**Reading text**
<<<<

No. 2: The Long-Term Plan Is Worse
MAYOR BOB WALKUP tells us the long-term plan will turn Grant Road into a "mini-freeway" that will allow drivers to scoot across town without ever tapping the brakes.
As detailed in these pages ("The Grade Depression," April 18), Walkup's long-range vision calls for Grant Road to be widened to six lanes, with the city demolishing homes and businesses on the north side of the street. The limited-access parkway will tunnel beneath most major intersections, with minor crossings such as Tucson and Columbus boulevards shut down so there are few stoplights along the corridor. Won't that make life better for pedestrians and bikers!
Walkup admits completion of a limited-access parkway is decades off. It will cost hundreds of millions of dollars. And it will slowly strangle local businesses as the Campbell/Grant experience is repeated at intersections over and over again across the city.
It's just not worth the time and expense.
No. 3: We Ought To Have A Choice
IT DIDN'T HAVE TO be this way. In 1985, Tucson voters approved the Neighborhood Protection Amendment, designed to ensure that city voters had a say in decisions to build disruptive freeways through town.
The Neighborhood Protection Amendment is explicit in its requirement that the city present voters with the design and cost of grade-separated intersections so that we could approve or reject the projects.
The city could have followed those guidelines. But instead of giving us the option, the city has packaged these monstrous intersections into a take-it-or-leave-it proposition, completely sidestepping the Neighborhood Protection Amendment.
We don't think the grade-separated intersections are such a bright idea. It may be that the voters of Tucson would disagree, voting overwhelmingly to build 'em, but put it to a vote. City leaders shouldn't be packaging them along with everything else and telling us they won't ever repair a residential street again unless we agree to this. That's blackmail, pure and simple.
Let's have a real debate over the merits of these intersections before committing ourselves to a half-baked plan with an unknown outcome.
No. 4: The Plan Subsidizes The Same Development That Got Us Here In The First Place
ANOTHER 28 PERCENT of the funds dedicated to congestion management--more than $51 million--will be spent on widening Houghton Road and other streets leading to Houghton.
We know developers will soon be building their master-planned stucco villages across Tucson's sprawling Southeast Side. We even believe that spending money there now rather than later makes a certain amount of sense--but it shouldn't all have to come from taxpayers.

>>>>

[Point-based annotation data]

<<<<

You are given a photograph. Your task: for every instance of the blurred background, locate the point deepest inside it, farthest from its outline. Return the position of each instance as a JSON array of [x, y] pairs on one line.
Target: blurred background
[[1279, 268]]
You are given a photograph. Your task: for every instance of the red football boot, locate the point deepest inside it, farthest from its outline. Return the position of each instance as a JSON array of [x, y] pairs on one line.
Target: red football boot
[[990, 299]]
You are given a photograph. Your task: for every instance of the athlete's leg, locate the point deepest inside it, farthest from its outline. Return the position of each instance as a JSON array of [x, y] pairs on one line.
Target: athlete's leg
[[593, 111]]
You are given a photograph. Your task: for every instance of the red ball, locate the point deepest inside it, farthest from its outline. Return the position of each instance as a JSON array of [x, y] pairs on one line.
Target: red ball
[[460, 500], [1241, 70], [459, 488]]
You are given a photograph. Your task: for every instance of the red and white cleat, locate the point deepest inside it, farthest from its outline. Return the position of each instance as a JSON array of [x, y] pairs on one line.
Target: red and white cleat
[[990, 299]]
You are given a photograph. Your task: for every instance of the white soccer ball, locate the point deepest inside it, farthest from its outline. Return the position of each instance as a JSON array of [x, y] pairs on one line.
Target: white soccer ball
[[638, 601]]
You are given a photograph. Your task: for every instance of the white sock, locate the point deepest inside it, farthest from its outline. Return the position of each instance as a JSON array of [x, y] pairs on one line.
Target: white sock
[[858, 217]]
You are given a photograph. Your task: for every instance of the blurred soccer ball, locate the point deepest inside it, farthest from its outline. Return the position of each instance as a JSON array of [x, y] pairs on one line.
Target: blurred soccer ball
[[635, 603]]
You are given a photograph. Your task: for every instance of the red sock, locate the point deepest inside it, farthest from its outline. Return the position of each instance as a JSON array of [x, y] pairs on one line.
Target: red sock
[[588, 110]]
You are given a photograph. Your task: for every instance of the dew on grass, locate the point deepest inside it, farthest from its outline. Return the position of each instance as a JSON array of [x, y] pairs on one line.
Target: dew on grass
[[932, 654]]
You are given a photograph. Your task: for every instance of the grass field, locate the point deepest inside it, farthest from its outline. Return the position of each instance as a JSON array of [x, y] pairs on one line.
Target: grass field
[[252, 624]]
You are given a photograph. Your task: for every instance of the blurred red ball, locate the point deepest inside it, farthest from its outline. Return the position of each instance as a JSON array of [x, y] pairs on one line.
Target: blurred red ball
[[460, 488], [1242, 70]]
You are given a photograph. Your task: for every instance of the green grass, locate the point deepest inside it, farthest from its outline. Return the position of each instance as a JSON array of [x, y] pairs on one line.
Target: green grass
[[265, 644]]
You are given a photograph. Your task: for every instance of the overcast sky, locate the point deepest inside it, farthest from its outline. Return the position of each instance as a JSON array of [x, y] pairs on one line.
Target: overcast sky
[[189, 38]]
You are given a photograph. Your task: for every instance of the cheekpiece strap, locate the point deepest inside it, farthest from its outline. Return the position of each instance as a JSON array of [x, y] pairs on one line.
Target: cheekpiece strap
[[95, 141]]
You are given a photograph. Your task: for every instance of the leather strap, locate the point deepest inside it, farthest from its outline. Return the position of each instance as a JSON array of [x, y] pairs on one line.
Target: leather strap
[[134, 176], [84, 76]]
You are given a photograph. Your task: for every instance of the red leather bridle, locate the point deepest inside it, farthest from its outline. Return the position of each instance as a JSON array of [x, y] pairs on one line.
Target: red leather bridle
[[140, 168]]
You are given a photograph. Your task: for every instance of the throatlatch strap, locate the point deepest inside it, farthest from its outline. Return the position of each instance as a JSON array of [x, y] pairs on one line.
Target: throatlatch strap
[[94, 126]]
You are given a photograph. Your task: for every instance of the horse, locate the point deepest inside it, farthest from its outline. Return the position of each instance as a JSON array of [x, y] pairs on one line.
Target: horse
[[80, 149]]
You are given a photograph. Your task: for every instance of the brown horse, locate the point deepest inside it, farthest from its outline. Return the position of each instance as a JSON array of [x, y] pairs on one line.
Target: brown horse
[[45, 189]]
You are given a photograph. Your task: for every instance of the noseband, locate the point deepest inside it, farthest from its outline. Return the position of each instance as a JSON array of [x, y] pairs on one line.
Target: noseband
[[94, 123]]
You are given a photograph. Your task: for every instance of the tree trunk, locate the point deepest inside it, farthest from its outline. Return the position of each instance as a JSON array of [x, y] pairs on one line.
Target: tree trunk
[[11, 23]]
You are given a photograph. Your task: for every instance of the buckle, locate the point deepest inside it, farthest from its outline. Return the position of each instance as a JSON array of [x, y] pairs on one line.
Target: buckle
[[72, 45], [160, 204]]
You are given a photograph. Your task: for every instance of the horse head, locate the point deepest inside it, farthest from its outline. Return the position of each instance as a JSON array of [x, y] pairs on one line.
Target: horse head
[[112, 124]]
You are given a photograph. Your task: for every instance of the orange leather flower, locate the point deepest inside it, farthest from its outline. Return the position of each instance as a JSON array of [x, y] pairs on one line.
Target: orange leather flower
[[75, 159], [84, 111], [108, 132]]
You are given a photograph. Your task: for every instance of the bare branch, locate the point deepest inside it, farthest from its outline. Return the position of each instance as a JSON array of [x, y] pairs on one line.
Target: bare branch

>>>>

**Written problem**
Write out the passage of the editorial on Tucson's road plan from "The city could" to "an unknown outcome." again, swapping "intersections" for "interchanges".

**Output**
The city could have followed those guidelines. But instead of giving us the option, the city has packaged these monstrous interchanges into a take-it-or-leave-it proposition, completely sidestepping the Neighborhood Protection Amendment.
We don't think the grade-separated interchanges are such a bright idea. It may be that the voters of Tucson would disagree, voting overwhelmingly to build 'em, but put it to a vote. City leaders shouldn't be packaging them along with everything else and telling us they won't ever repair a residential street again unless we agree to this. That's blackmail, pure and simple.
Let's have a real debate over the merits of these interchanges before committing ourselves to a half-baked plan with an unknown outcome.